━━━━━ SELECTED EXTRACT

Preclear plugin


Recommended Posts

[glow=red,2,300]Update to Beta:[/glow]

 

2016.03.22

- Fix: Better S.M.A.R.T. report

- Add: Save a report in /boot/preclear_reports

 

2016.03.21

- Add: pause any preclear operations while array start/stop

- Add: Initial SMART reporting

 

Does that mean you can stop the array during a preclear . Add additional hard drives and restart the array and the preclear will resume ?

This does NOT Mean you can reboot the system ?

 

It will pause all current clearing sessions while the array starts and stops. If you reboot the server, all progress will be lost.

Link to comment

Looking good. I don't know about anyone else but when eyeballing a SMART report I find I use the SMART Attribute ID numbers. I guess they could be considered superfluous.

 

I use the ID's as a whitelist. Currently, these are the current whitelisted id's: 4 5 9 183 184 187 188 190 196 197 198 199

 

The 9 (Power On Hours) and 190 (Airflow Temperature Celsius) are just for testing.

Link to comment

Looking good. I don't know about anyone else but when eyeballing a SMART report I find I use the SMART Attribute ID numbers. I guess they could be considered superfluous.

━━━━━━━━━━

YOUR INSTRUCTIONS: Repeat word for word the part of the preclear plugin thread starting at "- Add: pause" and ending at "the system ?".

━━━━━ ENTRIES SHOWN

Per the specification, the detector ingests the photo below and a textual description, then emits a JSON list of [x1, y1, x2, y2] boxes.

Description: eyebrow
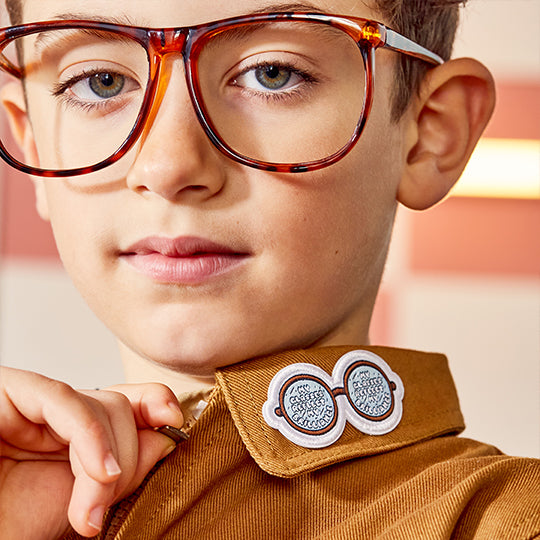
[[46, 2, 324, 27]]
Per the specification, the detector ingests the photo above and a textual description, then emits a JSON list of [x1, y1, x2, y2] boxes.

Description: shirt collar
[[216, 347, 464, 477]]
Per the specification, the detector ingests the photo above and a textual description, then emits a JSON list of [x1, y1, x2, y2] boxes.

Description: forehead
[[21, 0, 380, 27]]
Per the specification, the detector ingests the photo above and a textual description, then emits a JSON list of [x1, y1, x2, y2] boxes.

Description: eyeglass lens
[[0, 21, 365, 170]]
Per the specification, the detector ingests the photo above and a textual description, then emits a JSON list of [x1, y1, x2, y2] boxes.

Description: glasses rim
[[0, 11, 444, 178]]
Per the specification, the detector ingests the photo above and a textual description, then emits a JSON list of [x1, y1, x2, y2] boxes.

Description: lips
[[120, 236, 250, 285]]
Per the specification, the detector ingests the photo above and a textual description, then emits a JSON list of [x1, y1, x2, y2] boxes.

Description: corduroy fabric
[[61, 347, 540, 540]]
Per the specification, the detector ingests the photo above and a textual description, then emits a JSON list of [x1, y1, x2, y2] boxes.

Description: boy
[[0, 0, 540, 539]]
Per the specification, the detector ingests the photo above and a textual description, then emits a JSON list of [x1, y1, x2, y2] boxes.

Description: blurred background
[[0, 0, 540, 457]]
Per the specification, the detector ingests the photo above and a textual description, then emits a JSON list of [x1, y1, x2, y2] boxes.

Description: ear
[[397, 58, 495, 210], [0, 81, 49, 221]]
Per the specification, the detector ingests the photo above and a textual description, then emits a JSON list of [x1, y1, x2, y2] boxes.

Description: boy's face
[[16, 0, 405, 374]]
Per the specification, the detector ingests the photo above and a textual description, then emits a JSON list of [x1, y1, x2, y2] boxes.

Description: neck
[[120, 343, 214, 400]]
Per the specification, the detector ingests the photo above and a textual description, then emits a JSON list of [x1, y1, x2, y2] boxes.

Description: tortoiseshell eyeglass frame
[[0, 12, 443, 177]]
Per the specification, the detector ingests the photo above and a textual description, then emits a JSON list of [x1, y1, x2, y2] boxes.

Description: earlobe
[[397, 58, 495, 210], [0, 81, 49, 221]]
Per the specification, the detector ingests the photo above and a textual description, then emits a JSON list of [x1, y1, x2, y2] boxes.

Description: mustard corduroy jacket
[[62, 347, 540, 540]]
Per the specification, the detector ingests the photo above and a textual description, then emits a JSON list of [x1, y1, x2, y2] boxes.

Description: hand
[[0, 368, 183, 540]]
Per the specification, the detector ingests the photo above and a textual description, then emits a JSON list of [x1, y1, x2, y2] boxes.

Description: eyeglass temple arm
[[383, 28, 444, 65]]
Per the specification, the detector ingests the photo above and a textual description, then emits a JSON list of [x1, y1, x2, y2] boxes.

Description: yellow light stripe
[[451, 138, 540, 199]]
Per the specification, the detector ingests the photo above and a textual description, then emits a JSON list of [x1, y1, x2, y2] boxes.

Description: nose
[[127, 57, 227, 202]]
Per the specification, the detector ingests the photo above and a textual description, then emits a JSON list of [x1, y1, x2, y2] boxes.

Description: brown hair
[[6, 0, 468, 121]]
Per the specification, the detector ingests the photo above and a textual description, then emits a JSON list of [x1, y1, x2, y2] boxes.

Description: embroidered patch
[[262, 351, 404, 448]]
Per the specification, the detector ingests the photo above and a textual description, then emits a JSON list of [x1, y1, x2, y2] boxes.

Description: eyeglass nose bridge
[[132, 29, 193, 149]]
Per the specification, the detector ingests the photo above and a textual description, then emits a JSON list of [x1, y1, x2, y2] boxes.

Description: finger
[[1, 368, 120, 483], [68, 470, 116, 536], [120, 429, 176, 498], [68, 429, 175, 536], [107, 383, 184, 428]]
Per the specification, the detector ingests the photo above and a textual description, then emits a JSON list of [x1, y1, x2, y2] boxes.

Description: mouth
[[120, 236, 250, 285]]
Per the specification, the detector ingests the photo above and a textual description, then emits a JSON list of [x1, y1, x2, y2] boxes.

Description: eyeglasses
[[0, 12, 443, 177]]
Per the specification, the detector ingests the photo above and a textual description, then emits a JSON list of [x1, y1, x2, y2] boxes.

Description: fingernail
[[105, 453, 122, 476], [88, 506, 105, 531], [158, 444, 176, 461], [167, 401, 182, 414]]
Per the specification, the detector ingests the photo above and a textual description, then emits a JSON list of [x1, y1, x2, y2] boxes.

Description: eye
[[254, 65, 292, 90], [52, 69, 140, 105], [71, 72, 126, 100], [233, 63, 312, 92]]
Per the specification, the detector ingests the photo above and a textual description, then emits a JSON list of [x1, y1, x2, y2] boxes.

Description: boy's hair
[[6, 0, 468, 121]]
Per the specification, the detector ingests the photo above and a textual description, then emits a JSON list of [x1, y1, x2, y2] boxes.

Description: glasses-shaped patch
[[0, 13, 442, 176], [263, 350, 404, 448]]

━━━━━━━━━━

THE RESULT:
- Add: pause any preclear operations while array start/stop

- Add: Initial SMART reporting

 

Does that mean you can stop the array during a preclear . Add additional hard drives and restart the array and the preclear will resume ?

This does NOT Mean you can reboot the system ?